__PROVIDED PASSAGE__
═══

Thank you for stressing the conditions that affect how adjuncts and other non-tenured faculty work.

In my job working with faculty and teaching staff, I find the teaching staff committed to their students: willing to take on the work of midterm review, office hours, and actively notify advisors when students are struggling in their courses even though the notification process is voluntary. In some departments, teaching staff have up to 16 hour loads each semester and are required to hold office hours (as it should be) but have no say in governance issues.

I would look harder at the budgetary constraints and governmental decision making within which schools and departments must operate, the “do more with less,” the cut the fat” mantras of State legislatures, and at the role consumerization has had in defining what it is that universities do and how it gets paid for.

These studies target the result of a complex of issues. This article refocuses the debate a bit away from teachers trying to do their jobs to a system that makes that difficut and points to them as a problem.

Theron, at 9:05 am EDT on April 8, 2008

Always enjoy Bosquet’s stuff. I am puzzled by what seems to be a contradiction in the resarch. Maybe someone could clarify.

The Community College Research Center’s lengthy research articles posted at the Lumina Foundation’s (thinking of Achieving the Dream here) site states that community college student success does NOT hinge on engagement with faculty. I.e., full time faculty are over-rated for the good they do the institution. Faculty don’t educate students. Efficient managerial practices educate students.

This contradicts the research Bosquet reports on that states that “First-year students are more likely to persist to their sophomore year when high-stakes ‘gate-keeper’ courses are taught by permanent faculty.”

Dr. Gradgrind, Professor of English, at 9:35 am EDT on April 8, 2008

Not convinced

Please site the sources for the two AERA papers. I have a few questions. First, it is not clear to me what is meant by “campus unions generate significantly greater undergraduate experience of tenure-stream faculty.” Are saying that tenure-stream faculty will have a better undergraduate experience? This does not make sense.

Second, the study linking persistence to permanent faculty teaching gate-keeping classes and the link you provided to the study that found “that institutions with higher percentages of full-time faculty members have higher completion rates” seem to point more toward differences in institutional mission and the type of student enrolled than they have to do about adjunct faculty members. Consider two (extreme) examples: Harvard — very high persistence rate and (assuming here) high rate of gate-keeping classes taught by permanent faculty and high percentage of full-time faculty. In contrast, consider your local community college — low persistence rate (because they admit “riskier” students) and low percentage of classes taught by permanent faculty (to keep costs low). So these are characteristics of institutions and reflect differences in mission and the type of students admitted — and, in my view, do not condemn the quality of teaching provided by adjuncts. My experience tells me that adjuncts are, in general, caring, dedicated teachers who want to do a great job so that they will be offered a full-time gig. How might you respond to these concerns?

═══

__DATA EXCERPT__
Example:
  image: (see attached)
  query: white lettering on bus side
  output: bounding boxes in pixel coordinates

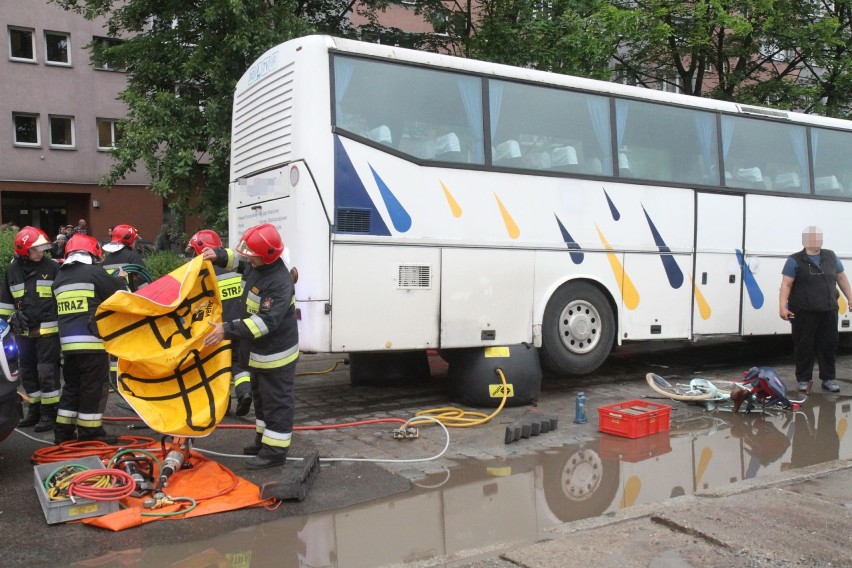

═══

__REQUIRED TASKS__
[1] According to the comment thread on adjunct faculty, how many hours of teaching load can teaching staff in some departments carry each semester?
[2] Pick up the comment thread on adjunct faculty after its last sentence and keep writing it.

__TASK RESPONSES__
[1] Up to 16 hours each semester.

[2]
T-bone, at 10:00 am EDT on April 8, 2008

Where to Begin...

Marc,

Your piece is certainly impassioned and works hard to explain the current tensions between those faculty activists to whom FACE is the answer to three decades of abysmal institutional support for the nation’s part-time faculty, and those faculty who see FACE as a slap therein.

This is ironic that you should publish this today, as I am at AACC and had the chance to talk about part-time faculty support, development and employment patterns with, literally, two hundred college presidents, deans, provosts, trustees, etc.... Needless to say, the discussions were educational. To make many long stories short, the support and integration of adjuncts into the universities, departments and courses they teach is a goal many of the leaders to whom I spoke have. All but maybe half a dozen of the college leaders I met had programs (sometimes modest) already in place to address these issues.

Does this mean college leaders will resolve the issues surrounding inadequate compensation, professional development and institutional acceptance and support of the part-time faculty anytime soon? No way. Heck, unionization hasn’t solved those problems either, in some cases, after decades of representation.

Dr. Judy Bates, full-time faculty president of Canada’s Wilfrid Laurier’s faculty association, where contract faculty are on strike, told me in an interview that without requiring part-time faculty to have exactly the same professional and scholarly responsibilities as their full-time colleagues, there is no way part-timers will ever be able to compete for tenure-stream jobs. I think she’s right. Ghettoizing part-time faculty as “teaching-stream” faculty isn’t working for anyone. FACE doesn’t address this.

The tensions you describe between full-time and part-time faculty over the drive by their unions to get FACE legislation passed is a result, I think, of long-simmering resentments. Dr. Keith Hoeller and I became acquainted in 1992, when I first launched Adjunct Advocate. He wrote pieces for the magazine’s “shoptalk column” (about union news). I’m not sure who edited your piece—I saw Doug Lederman staffing IHE’s booth at AACC, but whoever did let you go slightly over the top with your own rhetoric.

Dr. Sandra Schroeder is an AFT VP who gets paid by the organization to do her job and promote AFT’s policies. Dr. Phil Ray Jack is one of three part-time faculty members who serve on the 15 member Executive Council of the Washington Federation of Teachers. He, too, has a professional stake in whether FACE succeeds or not in Washington. Dr. Hoeller is a WFT member who teaches part-time. He has no leadership position in WFT; he just pays $400 a year in dues. If he questions his union, or disagrees with its policies, he’s a member and has every right to do so.

To single him out and call him names (trenchant) and label his writing “intemperate,” and “anti-union” makes it appear that you’re using IHE as a bully pulpit to castigate individual part-time faculty with whom you may disagree in principle. I’m disappointed. You stepped right into the middle of a hornet’s nest, and blamed Dr. Hoeller.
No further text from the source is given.